- [Extracted text]:
'''
QualStat
QualStat is a simple program to calculate errors of quality
measurements, such as MAD, MADtr, r2 and PI. It
does so by a parametric bootstrap-procedure, assuming that all the
input data are normal distributed. For data that is not normal
distributed, alternative exists, but cannot be handled by this
program.
The code is located in /away/bio/Qualstat
and the
executable is located in /away/bio/Bin/Qualstat
The program is compiled with gfortran using command make all
Samuel Genheden, 2011-2012
Input
The program requires, and will ask for, three inputs:
- A data file that has the following format:
The first line specifies the number of records, n
The next n lines all have the same format and consists
of three or four free-format columns:
- The calculated quantity
- The standard deviation (error) of the calculated quantity
- The expected quantity
- The standard deviation (error) of the expected quantity,
this column is optional
- A factor, fac, by which to scale the errors. The
errors are scaled with 1/sqrt(fac)
This makes it possible to give either the standard deviation or
the standard deviation of the mean of the calculated quantities.
The standard deviation of the mean is the assumed standard
deviation of the normal distribution that generated the data. So
if one, in the data file, specify the standard deviation one
must be sure to set fac to the number of data points on
which the average was calculated. Otherwise, one can just press
enter (and use the default of 1).
'''
- [Material provided]:
'''
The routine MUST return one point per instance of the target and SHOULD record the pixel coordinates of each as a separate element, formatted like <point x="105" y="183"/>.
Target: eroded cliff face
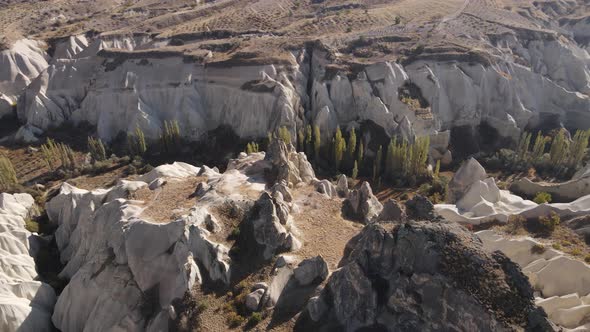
<point x="20" y="64"/>
<point x="119" y="90"/>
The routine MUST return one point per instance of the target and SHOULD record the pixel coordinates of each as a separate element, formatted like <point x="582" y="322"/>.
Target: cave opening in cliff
<point x="469" y="140"/>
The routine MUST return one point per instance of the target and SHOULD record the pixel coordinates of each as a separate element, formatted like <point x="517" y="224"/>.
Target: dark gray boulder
<point x="423" y="276"/>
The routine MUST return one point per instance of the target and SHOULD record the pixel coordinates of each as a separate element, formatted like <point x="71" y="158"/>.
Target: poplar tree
<point x="317" y="142"/>
<point x="377" y="164"/>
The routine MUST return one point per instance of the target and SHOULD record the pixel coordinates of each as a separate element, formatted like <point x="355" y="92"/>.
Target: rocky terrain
<point x="450" y="218"/>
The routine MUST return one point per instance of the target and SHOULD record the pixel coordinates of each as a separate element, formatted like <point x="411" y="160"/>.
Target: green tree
<point x="437" y="169"/>
<point x="170" y="137"/>
<point x="96" y="149"/>
<point x="578" y="148"/>
<point x="377" y="164"/>
<point x="355" y="170"/>
<point x="351" y="146"/>
<point x="7" y="173"/>
<point x="538" y="148"/>
<point x="285" y="135"/>
<point x="309" y="141"/>
<point x="559" y="149"/>
<point x="136" y="143"/>
<point x="523" y="147"/>
<point x="49" y="150"/>
<point x="339" y="148"/>
<point x="300" y="140"/>
<point x="317" y="142"/>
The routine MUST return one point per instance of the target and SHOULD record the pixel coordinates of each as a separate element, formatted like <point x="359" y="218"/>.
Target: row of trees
<point x="558" y="154"/>
<point x="58" y="154"/>
<point x="7" y="174"/>
<point x="345" y="153"/>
'''
- [Problem to work on]:
Copy the QualStat text from "This makes it" up to and including "default of 1).", substituting "input file" for "data file".

- [Task answer]:
This makes it possible to give either the standard deviation or
the standard deviation of the mean of the calculated quantities.
The standard deviation of the mean is the assumed standard
deviation of the normal distribution that generated the data. So
if one, in the input file, specify the standard deviation one
must be sure to set fac to the number of data points on
which the average was calculated. Otherwise, one can just press
enter (and use the default of 1).